--- Data shown Enclosed Below ---

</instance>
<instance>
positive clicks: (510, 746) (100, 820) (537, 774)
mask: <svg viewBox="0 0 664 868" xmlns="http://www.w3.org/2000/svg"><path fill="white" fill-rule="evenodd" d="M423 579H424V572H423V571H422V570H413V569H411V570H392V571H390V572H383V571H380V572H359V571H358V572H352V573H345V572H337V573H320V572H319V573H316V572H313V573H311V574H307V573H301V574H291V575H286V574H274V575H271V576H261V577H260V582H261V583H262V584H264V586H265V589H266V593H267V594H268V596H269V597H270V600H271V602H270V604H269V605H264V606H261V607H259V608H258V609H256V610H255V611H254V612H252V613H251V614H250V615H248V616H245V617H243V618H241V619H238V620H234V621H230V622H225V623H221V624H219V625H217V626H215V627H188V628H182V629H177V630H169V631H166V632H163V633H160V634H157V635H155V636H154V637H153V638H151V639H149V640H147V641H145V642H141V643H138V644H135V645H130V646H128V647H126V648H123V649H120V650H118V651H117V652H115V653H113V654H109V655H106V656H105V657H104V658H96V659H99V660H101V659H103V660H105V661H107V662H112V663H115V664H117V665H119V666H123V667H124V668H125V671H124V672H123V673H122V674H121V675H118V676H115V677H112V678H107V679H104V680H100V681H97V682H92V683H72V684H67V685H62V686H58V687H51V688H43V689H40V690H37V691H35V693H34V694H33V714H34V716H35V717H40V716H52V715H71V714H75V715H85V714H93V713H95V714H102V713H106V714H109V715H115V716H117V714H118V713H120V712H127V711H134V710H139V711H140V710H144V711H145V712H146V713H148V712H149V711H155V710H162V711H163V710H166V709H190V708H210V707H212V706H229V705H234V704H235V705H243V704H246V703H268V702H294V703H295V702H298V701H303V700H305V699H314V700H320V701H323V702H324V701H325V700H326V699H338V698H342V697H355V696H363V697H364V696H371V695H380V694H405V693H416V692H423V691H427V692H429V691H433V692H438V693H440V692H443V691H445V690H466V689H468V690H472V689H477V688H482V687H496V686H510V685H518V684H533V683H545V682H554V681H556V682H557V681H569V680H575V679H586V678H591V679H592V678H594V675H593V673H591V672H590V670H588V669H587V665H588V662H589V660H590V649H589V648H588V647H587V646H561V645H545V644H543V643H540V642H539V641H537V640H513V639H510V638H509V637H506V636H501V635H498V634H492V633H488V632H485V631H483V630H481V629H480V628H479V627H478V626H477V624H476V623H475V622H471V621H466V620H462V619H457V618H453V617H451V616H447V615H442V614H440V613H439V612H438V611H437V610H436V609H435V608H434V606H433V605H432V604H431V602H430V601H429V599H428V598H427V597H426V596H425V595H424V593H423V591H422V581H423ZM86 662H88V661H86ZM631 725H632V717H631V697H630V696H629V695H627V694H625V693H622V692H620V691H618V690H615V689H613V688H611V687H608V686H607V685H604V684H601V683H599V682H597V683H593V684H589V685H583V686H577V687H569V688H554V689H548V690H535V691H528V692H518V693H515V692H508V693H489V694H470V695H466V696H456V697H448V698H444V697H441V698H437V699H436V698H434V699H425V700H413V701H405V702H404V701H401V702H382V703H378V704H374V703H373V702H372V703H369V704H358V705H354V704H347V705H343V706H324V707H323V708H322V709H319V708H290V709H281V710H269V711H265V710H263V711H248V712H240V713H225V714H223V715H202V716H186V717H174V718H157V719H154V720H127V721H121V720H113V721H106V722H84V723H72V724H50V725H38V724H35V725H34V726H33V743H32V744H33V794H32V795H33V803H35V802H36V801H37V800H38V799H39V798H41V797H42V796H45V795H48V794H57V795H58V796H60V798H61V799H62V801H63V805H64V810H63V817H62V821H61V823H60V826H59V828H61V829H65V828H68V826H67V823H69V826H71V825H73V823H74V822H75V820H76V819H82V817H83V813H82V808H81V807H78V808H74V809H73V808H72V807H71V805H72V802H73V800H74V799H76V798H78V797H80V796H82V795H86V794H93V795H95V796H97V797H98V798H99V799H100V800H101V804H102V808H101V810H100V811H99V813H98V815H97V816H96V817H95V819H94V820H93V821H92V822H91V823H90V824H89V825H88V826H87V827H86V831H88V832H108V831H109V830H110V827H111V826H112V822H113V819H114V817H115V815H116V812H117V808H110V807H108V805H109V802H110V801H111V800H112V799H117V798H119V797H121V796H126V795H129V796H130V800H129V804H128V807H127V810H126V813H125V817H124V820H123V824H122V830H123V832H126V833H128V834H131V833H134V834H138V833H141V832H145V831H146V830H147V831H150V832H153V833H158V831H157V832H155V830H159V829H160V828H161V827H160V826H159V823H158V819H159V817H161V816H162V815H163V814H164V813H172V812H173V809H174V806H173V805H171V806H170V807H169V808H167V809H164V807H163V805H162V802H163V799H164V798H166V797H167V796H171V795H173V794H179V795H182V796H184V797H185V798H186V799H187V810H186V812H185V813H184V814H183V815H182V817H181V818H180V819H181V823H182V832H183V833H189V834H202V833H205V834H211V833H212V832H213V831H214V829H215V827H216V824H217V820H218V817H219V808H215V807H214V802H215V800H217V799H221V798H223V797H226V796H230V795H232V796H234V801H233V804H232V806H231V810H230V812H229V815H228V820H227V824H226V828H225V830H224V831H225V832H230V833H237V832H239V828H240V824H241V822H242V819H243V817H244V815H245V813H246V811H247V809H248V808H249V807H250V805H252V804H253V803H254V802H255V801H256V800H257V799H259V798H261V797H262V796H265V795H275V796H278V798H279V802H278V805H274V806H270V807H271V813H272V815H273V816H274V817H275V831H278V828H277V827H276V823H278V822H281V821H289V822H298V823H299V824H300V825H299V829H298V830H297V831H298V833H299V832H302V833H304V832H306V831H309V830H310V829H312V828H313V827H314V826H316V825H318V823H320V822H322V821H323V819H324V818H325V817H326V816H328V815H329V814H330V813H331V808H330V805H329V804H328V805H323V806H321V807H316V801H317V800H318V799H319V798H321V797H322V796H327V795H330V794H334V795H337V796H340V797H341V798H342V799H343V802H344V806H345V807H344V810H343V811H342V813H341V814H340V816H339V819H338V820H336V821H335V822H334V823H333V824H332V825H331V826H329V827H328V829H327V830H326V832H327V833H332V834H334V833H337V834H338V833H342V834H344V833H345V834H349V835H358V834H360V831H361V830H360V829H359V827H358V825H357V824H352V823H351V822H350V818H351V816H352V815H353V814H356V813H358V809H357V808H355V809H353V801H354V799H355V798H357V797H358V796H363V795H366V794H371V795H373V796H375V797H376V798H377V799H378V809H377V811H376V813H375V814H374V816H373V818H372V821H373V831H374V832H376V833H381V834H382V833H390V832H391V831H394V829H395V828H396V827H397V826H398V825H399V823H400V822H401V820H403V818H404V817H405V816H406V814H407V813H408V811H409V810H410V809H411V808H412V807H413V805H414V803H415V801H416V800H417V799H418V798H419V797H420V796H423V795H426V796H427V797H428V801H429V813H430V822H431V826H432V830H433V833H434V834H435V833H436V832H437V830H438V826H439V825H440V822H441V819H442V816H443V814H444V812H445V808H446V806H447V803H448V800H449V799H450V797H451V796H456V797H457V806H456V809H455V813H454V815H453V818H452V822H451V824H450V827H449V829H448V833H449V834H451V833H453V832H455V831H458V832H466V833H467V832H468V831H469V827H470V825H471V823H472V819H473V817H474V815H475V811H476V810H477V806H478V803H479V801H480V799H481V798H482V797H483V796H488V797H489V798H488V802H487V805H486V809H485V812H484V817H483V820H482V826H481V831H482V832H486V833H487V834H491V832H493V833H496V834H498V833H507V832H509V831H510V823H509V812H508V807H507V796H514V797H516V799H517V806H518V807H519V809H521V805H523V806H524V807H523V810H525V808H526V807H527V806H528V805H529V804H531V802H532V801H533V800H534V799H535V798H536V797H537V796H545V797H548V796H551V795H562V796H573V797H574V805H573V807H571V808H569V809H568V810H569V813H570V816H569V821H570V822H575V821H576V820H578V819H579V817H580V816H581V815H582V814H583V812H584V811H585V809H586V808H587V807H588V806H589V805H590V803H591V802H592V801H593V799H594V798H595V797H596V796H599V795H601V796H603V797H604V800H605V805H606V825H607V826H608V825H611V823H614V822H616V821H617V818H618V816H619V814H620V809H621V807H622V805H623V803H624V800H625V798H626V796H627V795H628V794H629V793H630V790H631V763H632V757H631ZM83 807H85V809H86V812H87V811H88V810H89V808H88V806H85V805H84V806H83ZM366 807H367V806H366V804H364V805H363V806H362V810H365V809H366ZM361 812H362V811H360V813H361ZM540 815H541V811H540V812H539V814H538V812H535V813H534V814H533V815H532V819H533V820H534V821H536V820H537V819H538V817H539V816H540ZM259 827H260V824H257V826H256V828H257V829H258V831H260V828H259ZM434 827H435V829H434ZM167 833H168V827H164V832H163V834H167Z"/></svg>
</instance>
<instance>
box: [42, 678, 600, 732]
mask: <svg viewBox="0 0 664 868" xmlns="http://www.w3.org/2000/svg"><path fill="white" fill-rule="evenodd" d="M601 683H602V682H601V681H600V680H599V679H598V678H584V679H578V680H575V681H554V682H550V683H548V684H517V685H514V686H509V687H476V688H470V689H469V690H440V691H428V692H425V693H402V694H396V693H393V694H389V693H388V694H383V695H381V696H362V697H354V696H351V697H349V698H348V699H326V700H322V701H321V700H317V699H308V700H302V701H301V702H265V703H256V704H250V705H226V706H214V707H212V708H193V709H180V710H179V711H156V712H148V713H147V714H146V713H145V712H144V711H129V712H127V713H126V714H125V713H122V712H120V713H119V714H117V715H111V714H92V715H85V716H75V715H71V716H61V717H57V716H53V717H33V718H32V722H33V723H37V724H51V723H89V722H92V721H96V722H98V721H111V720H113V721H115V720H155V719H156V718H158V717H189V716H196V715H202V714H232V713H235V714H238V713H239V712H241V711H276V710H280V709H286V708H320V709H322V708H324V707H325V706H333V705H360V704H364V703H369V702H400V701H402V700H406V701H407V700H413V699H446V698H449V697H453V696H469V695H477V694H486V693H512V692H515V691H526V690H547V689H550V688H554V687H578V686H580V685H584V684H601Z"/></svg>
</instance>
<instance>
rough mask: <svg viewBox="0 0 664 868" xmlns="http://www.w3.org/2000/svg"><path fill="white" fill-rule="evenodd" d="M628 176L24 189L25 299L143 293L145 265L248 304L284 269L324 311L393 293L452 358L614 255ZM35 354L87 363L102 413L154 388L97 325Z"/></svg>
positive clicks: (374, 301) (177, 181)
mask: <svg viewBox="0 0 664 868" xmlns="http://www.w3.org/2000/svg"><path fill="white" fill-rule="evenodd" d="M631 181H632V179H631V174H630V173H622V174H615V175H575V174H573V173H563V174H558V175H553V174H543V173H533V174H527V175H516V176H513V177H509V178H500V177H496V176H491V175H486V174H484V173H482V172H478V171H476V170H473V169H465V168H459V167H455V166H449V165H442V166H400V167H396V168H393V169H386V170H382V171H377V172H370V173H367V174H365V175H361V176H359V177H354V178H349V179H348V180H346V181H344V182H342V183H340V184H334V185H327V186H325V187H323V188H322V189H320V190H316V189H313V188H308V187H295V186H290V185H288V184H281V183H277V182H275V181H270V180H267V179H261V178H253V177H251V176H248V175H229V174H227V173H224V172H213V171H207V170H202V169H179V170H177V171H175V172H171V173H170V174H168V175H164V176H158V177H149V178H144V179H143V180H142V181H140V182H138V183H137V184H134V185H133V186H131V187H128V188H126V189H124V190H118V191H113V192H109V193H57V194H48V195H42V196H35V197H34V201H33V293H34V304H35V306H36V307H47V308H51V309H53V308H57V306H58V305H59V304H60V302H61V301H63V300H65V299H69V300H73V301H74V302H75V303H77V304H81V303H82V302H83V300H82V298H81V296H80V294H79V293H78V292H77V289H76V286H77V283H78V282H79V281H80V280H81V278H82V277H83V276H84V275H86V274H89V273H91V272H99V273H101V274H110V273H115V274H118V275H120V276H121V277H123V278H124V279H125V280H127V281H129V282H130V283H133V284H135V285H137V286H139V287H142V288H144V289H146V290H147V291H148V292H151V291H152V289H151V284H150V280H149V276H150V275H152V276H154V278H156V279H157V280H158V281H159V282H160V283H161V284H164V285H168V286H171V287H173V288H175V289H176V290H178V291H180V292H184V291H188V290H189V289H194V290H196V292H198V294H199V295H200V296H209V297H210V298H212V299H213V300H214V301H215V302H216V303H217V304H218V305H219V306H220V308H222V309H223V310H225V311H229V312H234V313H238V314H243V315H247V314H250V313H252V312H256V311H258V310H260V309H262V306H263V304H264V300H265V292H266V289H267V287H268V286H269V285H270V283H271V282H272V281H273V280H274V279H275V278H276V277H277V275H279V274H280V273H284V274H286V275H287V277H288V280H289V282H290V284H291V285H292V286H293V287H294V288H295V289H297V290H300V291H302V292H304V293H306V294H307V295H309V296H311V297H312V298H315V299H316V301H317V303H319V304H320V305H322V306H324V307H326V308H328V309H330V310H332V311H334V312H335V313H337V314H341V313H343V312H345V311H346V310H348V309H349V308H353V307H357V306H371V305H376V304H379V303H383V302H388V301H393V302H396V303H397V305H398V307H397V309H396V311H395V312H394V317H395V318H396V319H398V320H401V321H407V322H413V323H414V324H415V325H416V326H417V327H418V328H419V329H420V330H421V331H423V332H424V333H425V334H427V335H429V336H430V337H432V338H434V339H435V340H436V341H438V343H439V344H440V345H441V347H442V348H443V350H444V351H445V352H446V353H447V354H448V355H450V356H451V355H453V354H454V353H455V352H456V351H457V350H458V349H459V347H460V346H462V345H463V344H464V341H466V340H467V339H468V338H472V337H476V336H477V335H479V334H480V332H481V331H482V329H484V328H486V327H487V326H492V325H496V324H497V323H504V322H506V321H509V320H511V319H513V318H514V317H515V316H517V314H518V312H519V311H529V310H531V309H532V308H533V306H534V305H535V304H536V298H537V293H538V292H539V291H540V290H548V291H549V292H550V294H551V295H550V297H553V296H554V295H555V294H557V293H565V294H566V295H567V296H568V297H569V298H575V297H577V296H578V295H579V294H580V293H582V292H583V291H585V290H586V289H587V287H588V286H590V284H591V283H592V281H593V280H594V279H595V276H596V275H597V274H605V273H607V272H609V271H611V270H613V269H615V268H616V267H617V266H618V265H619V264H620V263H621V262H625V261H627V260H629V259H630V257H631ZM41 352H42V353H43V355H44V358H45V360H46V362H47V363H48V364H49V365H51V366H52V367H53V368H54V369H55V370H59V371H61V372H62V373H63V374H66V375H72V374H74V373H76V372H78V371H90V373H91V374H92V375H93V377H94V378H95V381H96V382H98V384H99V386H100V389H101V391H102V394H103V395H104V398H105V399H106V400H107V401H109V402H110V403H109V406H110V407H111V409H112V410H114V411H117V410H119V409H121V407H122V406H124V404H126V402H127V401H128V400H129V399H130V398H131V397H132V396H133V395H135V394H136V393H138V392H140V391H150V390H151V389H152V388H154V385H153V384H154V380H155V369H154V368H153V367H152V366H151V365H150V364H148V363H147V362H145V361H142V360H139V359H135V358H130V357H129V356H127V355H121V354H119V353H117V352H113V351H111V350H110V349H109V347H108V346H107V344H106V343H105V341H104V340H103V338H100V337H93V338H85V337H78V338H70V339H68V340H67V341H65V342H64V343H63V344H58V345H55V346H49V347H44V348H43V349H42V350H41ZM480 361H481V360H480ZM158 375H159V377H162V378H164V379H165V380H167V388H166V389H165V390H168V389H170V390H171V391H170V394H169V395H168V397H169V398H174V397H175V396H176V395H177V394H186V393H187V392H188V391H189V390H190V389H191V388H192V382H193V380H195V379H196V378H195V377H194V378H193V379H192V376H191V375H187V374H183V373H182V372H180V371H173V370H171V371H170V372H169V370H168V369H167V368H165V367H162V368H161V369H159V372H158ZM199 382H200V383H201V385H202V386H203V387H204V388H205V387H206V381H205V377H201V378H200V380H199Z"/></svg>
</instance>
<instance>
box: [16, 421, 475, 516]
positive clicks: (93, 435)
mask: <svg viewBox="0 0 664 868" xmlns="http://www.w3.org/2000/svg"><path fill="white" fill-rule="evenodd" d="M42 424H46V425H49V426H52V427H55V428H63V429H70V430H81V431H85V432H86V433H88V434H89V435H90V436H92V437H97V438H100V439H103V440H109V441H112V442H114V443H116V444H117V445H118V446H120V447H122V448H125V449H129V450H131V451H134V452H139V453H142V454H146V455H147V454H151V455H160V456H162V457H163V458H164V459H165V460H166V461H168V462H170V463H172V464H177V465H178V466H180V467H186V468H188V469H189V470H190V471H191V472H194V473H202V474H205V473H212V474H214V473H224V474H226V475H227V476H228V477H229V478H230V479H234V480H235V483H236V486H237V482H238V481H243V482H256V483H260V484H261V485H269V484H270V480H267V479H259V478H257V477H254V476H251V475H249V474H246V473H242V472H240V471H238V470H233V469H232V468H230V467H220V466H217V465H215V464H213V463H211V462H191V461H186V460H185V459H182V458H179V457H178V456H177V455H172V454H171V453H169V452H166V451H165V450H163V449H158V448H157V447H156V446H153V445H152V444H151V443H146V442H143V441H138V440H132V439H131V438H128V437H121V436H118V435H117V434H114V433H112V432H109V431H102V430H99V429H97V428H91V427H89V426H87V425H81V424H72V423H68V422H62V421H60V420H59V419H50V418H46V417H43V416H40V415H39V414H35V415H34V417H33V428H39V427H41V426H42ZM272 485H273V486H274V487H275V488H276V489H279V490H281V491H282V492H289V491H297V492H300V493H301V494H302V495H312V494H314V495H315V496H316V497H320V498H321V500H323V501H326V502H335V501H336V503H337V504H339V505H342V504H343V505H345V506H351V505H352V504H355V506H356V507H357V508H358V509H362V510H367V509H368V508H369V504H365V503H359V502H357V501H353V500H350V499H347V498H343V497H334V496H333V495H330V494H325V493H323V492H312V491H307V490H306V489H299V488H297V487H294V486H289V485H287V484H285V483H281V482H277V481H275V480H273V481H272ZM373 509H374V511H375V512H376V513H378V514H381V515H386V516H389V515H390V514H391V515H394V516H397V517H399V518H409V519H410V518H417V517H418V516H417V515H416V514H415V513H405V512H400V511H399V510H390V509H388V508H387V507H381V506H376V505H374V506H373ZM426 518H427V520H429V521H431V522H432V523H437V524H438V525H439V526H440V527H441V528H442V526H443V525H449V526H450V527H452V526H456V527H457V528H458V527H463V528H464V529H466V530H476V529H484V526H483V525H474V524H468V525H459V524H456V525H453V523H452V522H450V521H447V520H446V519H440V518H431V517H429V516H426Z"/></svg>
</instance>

--- End of Enclosed Data shown ---

_Instructions to follow_
Using the records above, filter out every line that lacks the string "positive" and copy the rest.

_Expected answer_
positive clicks: (510, 746) (100, 820) (537, 774)
positive clicks: (374, 301) (177, 181)
positive clicks: (93, 435)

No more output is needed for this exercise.